** Stated task **
Print every entry exactly as written.

* BEGIN Data provided *

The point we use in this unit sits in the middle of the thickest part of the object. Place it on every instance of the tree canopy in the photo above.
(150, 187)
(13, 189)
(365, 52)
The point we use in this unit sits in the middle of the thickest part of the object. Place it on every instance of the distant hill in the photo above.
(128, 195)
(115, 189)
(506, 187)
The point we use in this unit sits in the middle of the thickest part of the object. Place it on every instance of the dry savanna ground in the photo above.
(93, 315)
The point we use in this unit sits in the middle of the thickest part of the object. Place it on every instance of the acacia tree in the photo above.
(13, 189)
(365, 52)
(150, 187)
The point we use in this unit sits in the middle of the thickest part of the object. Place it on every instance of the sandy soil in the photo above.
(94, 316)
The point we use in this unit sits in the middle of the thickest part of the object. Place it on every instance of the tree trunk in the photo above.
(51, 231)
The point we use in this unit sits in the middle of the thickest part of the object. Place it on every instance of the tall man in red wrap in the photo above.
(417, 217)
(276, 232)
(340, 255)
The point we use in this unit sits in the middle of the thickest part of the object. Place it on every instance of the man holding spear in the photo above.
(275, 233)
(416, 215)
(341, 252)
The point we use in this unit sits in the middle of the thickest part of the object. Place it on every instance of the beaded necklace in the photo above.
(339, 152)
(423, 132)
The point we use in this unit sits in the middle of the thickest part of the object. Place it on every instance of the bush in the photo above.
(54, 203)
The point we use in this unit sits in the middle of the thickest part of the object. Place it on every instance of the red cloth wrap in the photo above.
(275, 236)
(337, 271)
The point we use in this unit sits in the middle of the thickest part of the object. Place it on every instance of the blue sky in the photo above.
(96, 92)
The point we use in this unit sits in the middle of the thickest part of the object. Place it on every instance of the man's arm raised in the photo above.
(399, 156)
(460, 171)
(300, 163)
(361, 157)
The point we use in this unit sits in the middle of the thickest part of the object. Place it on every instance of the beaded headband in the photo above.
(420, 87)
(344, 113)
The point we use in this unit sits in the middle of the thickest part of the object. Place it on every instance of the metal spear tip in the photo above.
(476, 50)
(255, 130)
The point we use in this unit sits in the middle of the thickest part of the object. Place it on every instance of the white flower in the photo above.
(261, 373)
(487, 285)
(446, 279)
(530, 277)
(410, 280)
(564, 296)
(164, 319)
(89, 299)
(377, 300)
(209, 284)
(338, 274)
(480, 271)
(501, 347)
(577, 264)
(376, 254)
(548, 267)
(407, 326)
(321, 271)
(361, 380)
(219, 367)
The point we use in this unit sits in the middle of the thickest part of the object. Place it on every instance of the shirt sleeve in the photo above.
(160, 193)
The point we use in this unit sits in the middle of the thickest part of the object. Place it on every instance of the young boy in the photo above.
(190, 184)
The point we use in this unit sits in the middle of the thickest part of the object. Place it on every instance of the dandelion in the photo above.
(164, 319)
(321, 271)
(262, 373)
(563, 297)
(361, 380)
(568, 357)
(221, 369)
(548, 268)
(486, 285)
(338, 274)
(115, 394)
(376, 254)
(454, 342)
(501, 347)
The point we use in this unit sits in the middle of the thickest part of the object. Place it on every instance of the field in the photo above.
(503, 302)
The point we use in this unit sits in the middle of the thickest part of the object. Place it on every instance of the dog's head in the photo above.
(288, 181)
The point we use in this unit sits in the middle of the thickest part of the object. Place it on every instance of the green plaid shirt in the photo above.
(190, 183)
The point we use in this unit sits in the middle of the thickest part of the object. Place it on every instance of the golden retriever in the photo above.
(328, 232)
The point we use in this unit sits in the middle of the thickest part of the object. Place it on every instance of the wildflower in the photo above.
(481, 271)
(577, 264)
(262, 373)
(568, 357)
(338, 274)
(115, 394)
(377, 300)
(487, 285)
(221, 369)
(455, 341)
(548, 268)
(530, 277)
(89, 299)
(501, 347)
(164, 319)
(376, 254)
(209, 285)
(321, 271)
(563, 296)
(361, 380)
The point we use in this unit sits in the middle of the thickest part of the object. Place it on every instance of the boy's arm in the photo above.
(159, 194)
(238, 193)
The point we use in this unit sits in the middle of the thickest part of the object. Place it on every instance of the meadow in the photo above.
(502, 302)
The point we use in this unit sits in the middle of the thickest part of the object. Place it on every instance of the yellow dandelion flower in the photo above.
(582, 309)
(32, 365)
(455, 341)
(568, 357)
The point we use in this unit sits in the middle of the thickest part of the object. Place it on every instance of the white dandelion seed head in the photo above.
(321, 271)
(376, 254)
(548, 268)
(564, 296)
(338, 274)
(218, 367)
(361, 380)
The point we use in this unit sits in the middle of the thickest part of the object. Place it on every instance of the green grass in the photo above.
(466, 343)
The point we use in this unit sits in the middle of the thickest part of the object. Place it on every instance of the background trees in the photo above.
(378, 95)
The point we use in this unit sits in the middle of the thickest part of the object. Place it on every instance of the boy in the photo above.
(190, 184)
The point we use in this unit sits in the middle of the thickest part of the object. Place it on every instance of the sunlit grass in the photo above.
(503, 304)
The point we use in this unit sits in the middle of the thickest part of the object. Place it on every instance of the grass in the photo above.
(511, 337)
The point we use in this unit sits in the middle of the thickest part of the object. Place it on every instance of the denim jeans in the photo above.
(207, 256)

* END Data provided *

** Answer in full **
The point we use in this unit sits in the middle of the thickest part of the object. Place it on every instance of the tree canopy in the photo above.
(150, 187)
(13, 189)
(365, 52)
The point we use in this unit sits in the middle of the thickest part of the object. Place it on every instance of the distant hill in the photo above.
(128, 195)
(115, 189)
(506, 187)
The point we use in this unit sits in the middle of the thickest part of the object. Place it on every instance of the dry savanna ground in the photo above.
(93, 315)
The point we use in this unit sits in the middle of the thickest part of the object. Place it on every instance of the acacia tree in the photo above.
(13, 189)
(365, 52)
(150, 187)
The point we use in this unit sits in the middle of the thickest part of the object. Place it on every instance of the sandy soil in the photo above.
(94, 316)
The point we use in this unit sits in the middle of the thickest part of the object. Place it on every instance of the tree trunk in the photo above.
(51, 231)
The point we use in this unit sits in the middle of the thickest part of the object. Place it on every instance of the tall man in red wrap in the photo above.
(417, 217)
(276, 232)
(340, 255)
The point we use in this unit sits in the middle of the thickest part of the object. Place it on every instance of the man holding spear in the photo above.
(275, 233)
(416, 215)
(341, 252)
The point we use in this unit sits in the middle of the thickest part of the object. Place it on every instance of the beaded necklace in the photo above.
(339, 152)
(423, 132)
The point we use in this unit sits in the middle of the thickest part of the object. Place it on every instance of the bush in the photo above.
(54, 203)
The point we use in this unit sits in the middle of the thickest part of the object. Place it on every instance of the red cloth wrap in the photo above.
(275, 236)
(337, 271)
The point we use in this unit sits in the middle of the thickest part of the object. Place it on every instance of the blue sky in the photo above.
(96, 92)
The point we use in this unit sits in the middle of the thickest part of the object. Place it on every instance of the man's arm raised in the photo above.
(399, 156)
(460, 171)
(300, 163)
(361, 157)
The point we use in this unit sits in the middle of the thickest part of the object. Place it on every instance of the beaded headband in the photo above.
(420, 87)
(344, 113)
The point we use in this unit sits in the middle of the thickest part of the object. Place it on every instance of the metal spear tip in the photo above.
(476, 50)
(255, 130)
The point we use in this unit sits in the middle of the thickest part of the object. Place it on every instance of the white flower in the photo above.
(261, 373)
(487, 285)
(446, 279)
(530, 277)
(410, 280)
(564, 296)
(164, 319)
(89, 299)
(377, 300)
(209, 284)
(338, 274)
(480, 271)
(501, 347)
(577, 264)
(376, 254)
(548, 267)
(407, 326)
(321, 271)
(361, 380)
(219, 367)
The point we use in this unit sits in the middle of the thickest part of the object. Place it on every instance of the shirt sleeve in the photo above.
(160, 193)
The point we use in this unit sits in the middle of the thickest part of the object. Place it on every instance of the young boy in the photo above.
(190, 184)
The point we use in this unit sits in the middle of the thickest part of the object. Place it on every instance of the dandelion in the photo above.
(164, 319)
(321, 271)
(262, 373)
(563, 297)
(361, 380)
(568, 357)
(221, 369)
(548, 268)
(486, 285)
(338, 274)
(115, 394)
(376, 254)
(454, 342)
(501, 347)
The point we use in this unit sits in the middle of the thickest part of the object. Place it on every instance of the field in the photo above.
(503, 302)
The point we use in this unit sits in the middle of the thickest part of the object. Place it on every instance of the dog's head in the photo above.
(288, 181)
The point we use in this unit sits in the middle of the thickest part of the object. Place it on every instance of the green plaid shirt in the photo above.
(190, 183)
The point we use in this unit sits in the middle of the thickest part of the object. Place it on every instance of the golden retriever in the photo above.
(328, 232)
The point we use in this unit sits in the middle of the thickest part of the object. Place it on every instance of the wildflower in the photo above.
(481, 271)
(577, 264)
(262, 373)
(568, 357)
(338, 274)
(115, 394)
(377, 300)
(487, 285)
(221, 369)
(455, 341)
(548, 268)
(530, 277)
(89, 299)
(501, 347)
(164, 319)
(376, 254)
(209, 285)
(321, 271)
(563, 296)
(361, 380)
The point we use in this unit sits in the middle of the thickest part of the object. Place it on every instance of the boy's arm in the photo above.
(159, 194)
(238, 193)
The point we use in this unit sits in the middle of the thickest part of the object. Place it on every instance of the meadow in the photo above.
(502, 302)
The point we use in this unit sits in the middle of the thickest part of the object. Place it on every instance of the yellow dandelion flower in the photo above.
(582, 309)
(32, 365)
(455, 341)
(568, 357)
The point we use in this unit sits in the middle of the thickest part of the object. Place it on every instance of the white dandelion seed head in the photo above.
(321, 271)
(376, 254)
(548, 268)
(564, 296)
(338, 274)
(218, 367)
(361, 380)
The point we use in this unit sits in the middle of the thickest part of the object. Place it on every instance of the green grass in the photo above.
(466, 343)
The point we use in this unit sits in the middle of the thickest part of the object. Place it on every instance of the background trees in the photo above.
(378, 95)
The point we use in this unit sits in the middle of the thickest part of the object. Place it on every instance of the boy in the photo above.
(190, 184)
The point we use in this unit sits in the middle of the thickest part of the object. Place it on every instance of the sunlit grass in the photo above.
(503, 304)
The point we use in this unit sits in the middle of the thickest part of the object. Place it on every instance of the grass in the photo above.
(511, 337)
The point we use in this unit sits in the middle of the thickest part of the object. Place it on every instance of the denim jeans in the photo above.
(207, 256)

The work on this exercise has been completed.